### [GIVEN PROBLEM]
Filter the records below, copying out every line that contains the string "sign".

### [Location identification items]
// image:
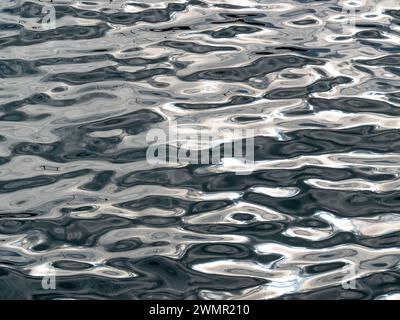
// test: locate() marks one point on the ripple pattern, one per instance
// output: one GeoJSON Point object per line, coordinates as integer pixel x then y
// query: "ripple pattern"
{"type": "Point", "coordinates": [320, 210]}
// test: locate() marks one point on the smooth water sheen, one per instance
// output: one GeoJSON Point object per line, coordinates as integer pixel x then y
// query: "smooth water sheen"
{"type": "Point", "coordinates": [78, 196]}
--
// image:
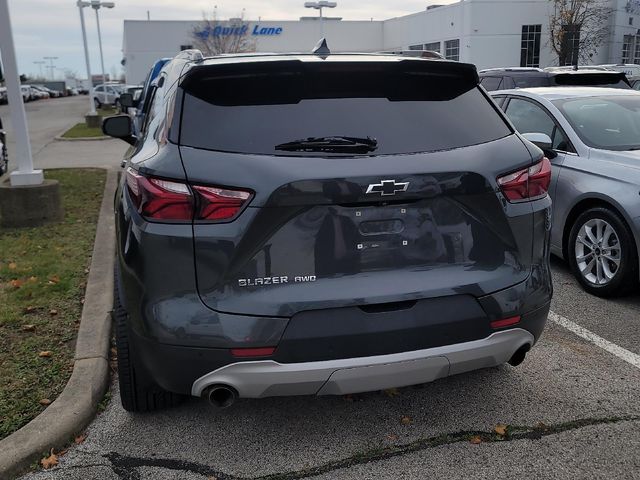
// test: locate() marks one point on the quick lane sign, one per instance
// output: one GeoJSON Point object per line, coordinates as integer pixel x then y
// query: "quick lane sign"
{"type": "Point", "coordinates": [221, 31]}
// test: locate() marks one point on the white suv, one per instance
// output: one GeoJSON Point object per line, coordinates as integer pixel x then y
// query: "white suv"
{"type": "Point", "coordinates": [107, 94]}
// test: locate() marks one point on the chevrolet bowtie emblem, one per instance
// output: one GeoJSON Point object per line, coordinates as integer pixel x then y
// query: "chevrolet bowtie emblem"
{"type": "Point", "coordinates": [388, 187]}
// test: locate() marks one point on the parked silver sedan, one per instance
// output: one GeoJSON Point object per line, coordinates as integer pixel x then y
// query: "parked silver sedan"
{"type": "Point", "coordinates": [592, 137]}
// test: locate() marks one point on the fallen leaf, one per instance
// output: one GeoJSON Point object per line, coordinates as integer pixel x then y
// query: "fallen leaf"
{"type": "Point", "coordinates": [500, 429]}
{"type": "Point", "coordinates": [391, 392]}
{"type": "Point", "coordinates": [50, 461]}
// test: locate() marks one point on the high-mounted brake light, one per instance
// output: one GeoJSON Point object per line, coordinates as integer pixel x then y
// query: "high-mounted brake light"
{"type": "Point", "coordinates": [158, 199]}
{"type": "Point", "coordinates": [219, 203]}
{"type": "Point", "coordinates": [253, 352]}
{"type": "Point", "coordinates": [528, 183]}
--
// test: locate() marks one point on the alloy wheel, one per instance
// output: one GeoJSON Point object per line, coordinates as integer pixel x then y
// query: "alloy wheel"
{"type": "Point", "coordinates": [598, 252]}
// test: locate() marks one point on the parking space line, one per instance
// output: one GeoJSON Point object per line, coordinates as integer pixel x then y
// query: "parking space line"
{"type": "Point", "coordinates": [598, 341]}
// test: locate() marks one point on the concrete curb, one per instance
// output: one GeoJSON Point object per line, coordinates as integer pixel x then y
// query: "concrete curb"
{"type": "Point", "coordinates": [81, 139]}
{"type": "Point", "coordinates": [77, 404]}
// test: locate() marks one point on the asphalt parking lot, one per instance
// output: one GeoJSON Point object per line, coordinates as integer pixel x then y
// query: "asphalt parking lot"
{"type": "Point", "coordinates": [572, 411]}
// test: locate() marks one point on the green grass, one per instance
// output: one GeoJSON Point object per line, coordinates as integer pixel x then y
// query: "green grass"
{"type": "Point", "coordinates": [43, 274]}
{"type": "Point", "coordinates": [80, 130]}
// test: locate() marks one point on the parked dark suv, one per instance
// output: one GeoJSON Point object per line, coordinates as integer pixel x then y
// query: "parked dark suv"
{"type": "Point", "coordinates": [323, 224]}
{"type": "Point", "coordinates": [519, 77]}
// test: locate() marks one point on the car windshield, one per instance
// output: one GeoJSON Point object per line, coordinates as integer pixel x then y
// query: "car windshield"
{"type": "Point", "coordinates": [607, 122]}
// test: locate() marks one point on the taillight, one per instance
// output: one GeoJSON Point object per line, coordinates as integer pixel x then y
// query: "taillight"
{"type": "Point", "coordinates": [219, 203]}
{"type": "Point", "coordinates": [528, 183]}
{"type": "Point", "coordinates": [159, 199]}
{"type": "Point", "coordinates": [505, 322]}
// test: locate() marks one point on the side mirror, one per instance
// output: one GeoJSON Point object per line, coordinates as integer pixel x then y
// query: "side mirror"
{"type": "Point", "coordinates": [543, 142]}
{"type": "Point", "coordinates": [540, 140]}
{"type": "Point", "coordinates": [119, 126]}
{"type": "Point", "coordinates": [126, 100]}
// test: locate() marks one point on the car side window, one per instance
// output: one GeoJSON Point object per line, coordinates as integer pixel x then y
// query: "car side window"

### [ANSWER BELOW]
// test: locate() marks one point on the quick lane sign, one per instance
// query: "quick lane sign"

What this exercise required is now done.